::: GIVEN RECORDS

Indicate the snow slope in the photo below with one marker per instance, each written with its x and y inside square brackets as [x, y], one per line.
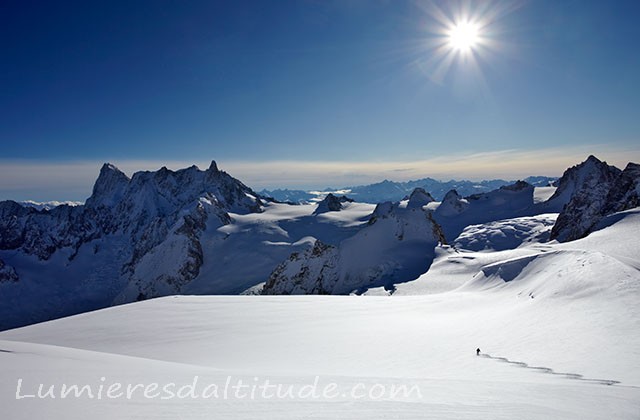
[557, 324]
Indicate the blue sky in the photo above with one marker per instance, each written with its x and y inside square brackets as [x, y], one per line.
[348, 86]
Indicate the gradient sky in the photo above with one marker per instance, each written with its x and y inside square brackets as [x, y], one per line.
[346, 86]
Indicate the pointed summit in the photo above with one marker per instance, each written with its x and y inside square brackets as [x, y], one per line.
[583, 189]
[418, 198]
[109, 186]
[213, 167]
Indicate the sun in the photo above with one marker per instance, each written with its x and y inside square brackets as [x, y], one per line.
[463, 36]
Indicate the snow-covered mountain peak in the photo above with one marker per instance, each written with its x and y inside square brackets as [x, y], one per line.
[109, 187]
[418, 198]
[585, 189]
[583, 176]
[332, 203]
[452, 204]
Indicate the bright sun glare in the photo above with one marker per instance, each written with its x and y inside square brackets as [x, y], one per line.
[463, 37]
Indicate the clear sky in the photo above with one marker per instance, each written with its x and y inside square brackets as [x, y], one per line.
[313, 93]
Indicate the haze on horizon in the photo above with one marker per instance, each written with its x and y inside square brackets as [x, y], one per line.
[305, 94]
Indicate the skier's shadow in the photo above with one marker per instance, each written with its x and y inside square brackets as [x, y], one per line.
[550, 371]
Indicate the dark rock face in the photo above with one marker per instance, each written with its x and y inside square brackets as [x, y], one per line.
[331, 203]
[418, 198]
[625, 193]
[596, 190]
[158, 215]
[7, 273]
[396, 246]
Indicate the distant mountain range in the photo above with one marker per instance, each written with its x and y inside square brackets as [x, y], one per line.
[204, 232]
[396, 191]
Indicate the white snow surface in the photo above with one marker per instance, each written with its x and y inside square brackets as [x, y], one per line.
[557, 324]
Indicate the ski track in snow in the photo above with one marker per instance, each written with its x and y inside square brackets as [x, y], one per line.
[550, 371]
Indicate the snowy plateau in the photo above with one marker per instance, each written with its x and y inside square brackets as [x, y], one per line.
[172, 285]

::::::

> TASK STATEMENT
Retype the lines above word for word, leaving out the pictures.

> WORKED SOLUTION
Indicate the snow slope in the photo below with one marker per instance, each written with its x and y inside square brackets as [x, y], one per line.
[557, 324]
Indicate the blue sky in the photo above with one marker per instance, each written with its x and y inside square brackets as [x, y], one per line.
[348, 86]
Indicate the gradient sky in the photo above with one marker per instance, each written with its x and y inside square brackets as [x, y], one per line.
[346, 86]
Indicate the pointed summit in the photo above with one marker per instance, each written with its x and y inside square brackets as [x, y], one per line.
[583, 189]
[418, 198]
[109, 186]
[213, 167]
Indicate the sun in the photo above with one marker per instance, each written with its x and y inside square brackets as [x, y], one per line.
[463, 36]
Indicate the snow-covered mountain peak in the photo above with one marker per instance, each written with its x and y inside square brackets as [x, y], one per line.
[109, 187]
[418, 198]
[585, 189]
[583, 176]
[332, 203]
[452, 204]
Indicate the bright sun glare in the photo above with one marker per instance, each written with its x and y inside square brackets as [x, y], one per line.
[463, 37]
Indicate the clear sky in the photo above with one marker per instance, each written with its x and y inside square brackets as [x, y], one per line.
[313, 93]
Indicate the haze on horizon in the photo above with one marker per instance, each written with its x and y inside square brackets as [x, y], one per line.
[305, 94]
Indicate the skier's shadow in the photo above with one marker per instance, each written with its x and y inside square brackets as [x, y], one per line.
[550, 371]
Indicate the dark rock face in the photo above with one marker per instance, each written with its x and y inside square brackets as [x, y], one per line.
[331, 203]
[418, 198]
[625, 193]
[596, 190]
[158, 215]
[7, 273]
[396, 246]
Indicate the distant mountain range in the photo above with one marker per instance, each written with its x and y inside square brackets as [x, y], one per line.
[204, 232]
[396, 191]
Indicate the white snow surface in the photo above with one marker per instance, each written with its x and y inside square brackets as [x, y], one per line.
[557, 324]
Indicate the ski track in snow in the photo above with one marker per instance, each written with its x and y inside square brackets as [x, y], one per line.
[550, 371]
Indicate the snowy plateau in the photo above with one marker per instance, each written with its x and y inside square brackets as [x, y], one per line.
[172, 285]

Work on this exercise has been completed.